(Pointing records)
........
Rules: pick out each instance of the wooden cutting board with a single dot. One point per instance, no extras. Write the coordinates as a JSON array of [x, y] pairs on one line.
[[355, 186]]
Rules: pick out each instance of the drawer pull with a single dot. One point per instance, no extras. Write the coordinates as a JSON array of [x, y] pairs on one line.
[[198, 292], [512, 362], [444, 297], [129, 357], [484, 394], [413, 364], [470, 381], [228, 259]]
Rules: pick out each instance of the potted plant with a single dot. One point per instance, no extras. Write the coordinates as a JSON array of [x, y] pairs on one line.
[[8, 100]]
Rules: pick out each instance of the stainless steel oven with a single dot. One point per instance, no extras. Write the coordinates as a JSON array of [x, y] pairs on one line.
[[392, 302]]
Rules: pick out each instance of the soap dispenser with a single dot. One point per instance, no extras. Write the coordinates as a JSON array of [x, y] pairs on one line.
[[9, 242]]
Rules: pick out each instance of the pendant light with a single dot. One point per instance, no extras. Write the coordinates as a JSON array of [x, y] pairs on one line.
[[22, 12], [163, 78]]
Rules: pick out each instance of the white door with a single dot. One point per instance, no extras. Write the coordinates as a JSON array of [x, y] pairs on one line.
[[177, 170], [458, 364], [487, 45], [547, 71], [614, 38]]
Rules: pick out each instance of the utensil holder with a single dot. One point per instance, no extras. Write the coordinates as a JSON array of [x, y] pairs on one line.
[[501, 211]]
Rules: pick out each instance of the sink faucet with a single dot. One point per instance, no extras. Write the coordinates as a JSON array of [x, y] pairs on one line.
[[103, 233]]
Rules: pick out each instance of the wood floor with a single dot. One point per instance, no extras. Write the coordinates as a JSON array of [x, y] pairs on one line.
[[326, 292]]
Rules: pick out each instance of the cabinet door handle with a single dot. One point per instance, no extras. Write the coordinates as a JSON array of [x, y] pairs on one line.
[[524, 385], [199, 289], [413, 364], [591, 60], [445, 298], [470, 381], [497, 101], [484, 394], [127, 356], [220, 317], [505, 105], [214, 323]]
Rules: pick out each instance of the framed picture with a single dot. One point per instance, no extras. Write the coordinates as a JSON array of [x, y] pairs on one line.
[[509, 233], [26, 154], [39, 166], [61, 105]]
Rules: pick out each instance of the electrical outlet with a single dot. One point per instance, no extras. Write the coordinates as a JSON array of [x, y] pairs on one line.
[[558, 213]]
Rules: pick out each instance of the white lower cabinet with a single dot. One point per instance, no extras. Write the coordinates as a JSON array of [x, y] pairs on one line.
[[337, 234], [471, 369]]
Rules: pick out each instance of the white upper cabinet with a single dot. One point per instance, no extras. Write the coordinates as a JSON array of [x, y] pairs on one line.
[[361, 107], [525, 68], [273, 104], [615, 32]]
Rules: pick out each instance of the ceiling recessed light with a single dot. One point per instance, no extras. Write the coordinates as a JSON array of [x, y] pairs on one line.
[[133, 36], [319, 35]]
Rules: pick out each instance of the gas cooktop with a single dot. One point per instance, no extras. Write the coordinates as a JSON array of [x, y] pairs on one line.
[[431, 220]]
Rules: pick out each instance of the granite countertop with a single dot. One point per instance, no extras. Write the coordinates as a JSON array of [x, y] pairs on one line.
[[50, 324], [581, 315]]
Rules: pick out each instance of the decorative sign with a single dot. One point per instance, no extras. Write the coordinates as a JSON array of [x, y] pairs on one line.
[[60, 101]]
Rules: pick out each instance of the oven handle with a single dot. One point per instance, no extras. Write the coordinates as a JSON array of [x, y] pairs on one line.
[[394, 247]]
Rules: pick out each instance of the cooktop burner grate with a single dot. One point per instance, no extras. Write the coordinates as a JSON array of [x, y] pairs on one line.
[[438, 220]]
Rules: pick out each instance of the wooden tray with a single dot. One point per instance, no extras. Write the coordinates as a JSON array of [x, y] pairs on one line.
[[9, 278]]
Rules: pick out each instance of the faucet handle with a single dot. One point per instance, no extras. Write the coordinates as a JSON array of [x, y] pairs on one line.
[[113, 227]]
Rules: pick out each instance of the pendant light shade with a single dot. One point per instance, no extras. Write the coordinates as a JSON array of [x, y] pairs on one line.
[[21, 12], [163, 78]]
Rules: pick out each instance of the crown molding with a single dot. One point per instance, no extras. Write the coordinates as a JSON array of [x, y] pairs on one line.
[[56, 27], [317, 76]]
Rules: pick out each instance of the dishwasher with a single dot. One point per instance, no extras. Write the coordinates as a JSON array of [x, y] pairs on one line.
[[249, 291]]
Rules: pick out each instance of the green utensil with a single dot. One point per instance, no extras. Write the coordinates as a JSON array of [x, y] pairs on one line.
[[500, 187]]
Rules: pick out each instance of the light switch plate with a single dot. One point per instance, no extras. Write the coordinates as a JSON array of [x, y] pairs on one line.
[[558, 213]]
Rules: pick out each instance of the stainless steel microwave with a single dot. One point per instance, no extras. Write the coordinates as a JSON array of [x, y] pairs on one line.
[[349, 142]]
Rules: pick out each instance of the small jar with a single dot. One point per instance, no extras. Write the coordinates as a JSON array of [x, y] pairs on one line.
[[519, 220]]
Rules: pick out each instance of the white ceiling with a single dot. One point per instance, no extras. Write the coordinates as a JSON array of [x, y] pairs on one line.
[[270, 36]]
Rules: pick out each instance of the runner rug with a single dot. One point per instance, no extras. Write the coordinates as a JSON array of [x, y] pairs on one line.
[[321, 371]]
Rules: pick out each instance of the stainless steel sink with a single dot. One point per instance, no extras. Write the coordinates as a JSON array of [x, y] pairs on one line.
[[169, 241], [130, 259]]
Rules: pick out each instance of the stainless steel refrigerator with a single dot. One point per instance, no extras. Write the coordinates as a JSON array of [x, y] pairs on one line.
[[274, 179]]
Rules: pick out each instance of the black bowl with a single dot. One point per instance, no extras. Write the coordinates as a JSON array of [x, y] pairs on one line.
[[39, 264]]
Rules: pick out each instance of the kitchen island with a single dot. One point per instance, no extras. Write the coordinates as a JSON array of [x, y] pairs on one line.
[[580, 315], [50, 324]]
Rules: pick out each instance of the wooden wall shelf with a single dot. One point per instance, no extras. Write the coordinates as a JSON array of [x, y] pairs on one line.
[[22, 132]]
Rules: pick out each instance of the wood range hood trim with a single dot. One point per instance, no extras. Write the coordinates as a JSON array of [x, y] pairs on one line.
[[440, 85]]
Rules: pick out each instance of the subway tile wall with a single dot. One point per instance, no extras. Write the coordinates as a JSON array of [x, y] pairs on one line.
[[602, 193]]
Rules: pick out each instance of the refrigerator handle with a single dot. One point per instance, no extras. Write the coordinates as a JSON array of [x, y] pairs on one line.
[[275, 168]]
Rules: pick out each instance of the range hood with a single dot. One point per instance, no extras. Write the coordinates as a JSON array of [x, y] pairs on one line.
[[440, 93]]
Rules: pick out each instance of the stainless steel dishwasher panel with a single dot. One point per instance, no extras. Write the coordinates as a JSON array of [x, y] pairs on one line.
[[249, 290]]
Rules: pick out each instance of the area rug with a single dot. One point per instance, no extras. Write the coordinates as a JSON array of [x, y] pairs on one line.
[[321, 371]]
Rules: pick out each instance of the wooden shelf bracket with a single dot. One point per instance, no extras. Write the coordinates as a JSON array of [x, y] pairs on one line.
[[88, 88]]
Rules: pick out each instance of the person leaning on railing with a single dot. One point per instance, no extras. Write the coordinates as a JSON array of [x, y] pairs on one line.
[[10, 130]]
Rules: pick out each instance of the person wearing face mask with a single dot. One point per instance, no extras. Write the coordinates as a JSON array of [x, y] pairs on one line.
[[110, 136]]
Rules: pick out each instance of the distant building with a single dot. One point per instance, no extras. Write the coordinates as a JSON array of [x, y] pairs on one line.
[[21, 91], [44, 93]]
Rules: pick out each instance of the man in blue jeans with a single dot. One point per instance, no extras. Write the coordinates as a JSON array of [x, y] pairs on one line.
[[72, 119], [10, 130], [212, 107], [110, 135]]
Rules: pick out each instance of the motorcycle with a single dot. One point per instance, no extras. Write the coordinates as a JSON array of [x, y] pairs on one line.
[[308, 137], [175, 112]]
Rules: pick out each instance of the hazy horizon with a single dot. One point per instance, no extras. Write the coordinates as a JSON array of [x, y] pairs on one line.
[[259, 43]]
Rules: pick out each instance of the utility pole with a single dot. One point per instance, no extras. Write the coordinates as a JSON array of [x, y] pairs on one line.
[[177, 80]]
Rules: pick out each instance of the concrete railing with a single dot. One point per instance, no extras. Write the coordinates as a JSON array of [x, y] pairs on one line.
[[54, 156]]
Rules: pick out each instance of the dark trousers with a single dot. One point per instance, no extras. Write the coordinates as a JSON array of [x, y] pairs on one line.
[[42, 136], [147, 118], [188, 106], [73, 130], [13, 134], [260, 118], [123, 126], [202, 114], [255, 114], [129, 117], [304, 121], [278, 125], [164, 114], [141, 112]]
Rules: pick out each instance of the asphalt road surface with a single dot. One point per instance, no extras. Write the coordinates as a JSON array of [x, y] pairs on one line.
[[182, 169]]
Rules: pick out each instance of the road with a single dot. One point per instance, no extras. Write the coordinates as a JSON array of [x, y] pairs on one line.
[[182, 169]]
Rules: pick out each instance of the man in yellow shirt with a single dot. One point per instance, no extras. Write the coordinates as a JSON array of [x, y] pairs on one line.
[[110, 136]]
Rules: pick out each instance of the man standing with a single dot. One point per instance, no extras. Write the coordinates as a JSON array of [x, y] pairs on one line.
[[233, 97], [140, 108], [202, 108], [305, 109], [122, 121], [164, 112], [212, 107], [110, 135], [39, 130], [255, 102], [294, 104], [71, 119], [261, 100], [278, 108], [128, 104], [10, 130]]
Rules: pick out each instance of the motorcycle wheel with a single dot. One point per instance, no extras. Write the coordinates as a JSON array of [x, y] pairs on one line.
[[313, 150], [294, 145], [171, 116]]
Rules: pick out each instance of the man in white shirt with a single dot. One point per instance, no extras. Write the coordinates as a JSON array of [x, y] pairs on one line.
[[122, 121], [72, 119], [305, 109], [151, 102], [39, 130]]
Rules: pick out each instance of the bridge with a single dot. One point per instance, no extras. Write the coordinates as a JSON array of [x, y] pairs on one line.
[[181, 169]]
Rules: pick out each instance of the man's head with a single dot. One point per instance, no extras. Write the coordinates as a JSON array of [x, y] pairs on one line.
........
TASK GOAL:
Update the part of the items that opens with the line containing "Rules: pick out each instance of the granite" and closes with the line containing "[[394, 247]]" by replacing "granite countertop" with "quartz countertop". Give back only those lines, with everything else unchanged.

ANSWER TO THIS EXERCISE:
Rules: pick out each instance of the quartz countertop with a single dot. One point per instance, no extras. Write the coordinates as a JSON array of [x, y] pairs on one line.
[[50, 324], [581, 315]]
Rules: pick out each instance of the decorative sign with a single dot. One point per instance, no extras. Write the coordinates as a JSON array of [x, y] pairs on one line.
[[60, 101]]
Rules: pick out each instance of the oven handle with a single dot. One point per instance, no extras. Write the coordinates as a JSON array of [x, y] pairs on one line.
[[394, 247]]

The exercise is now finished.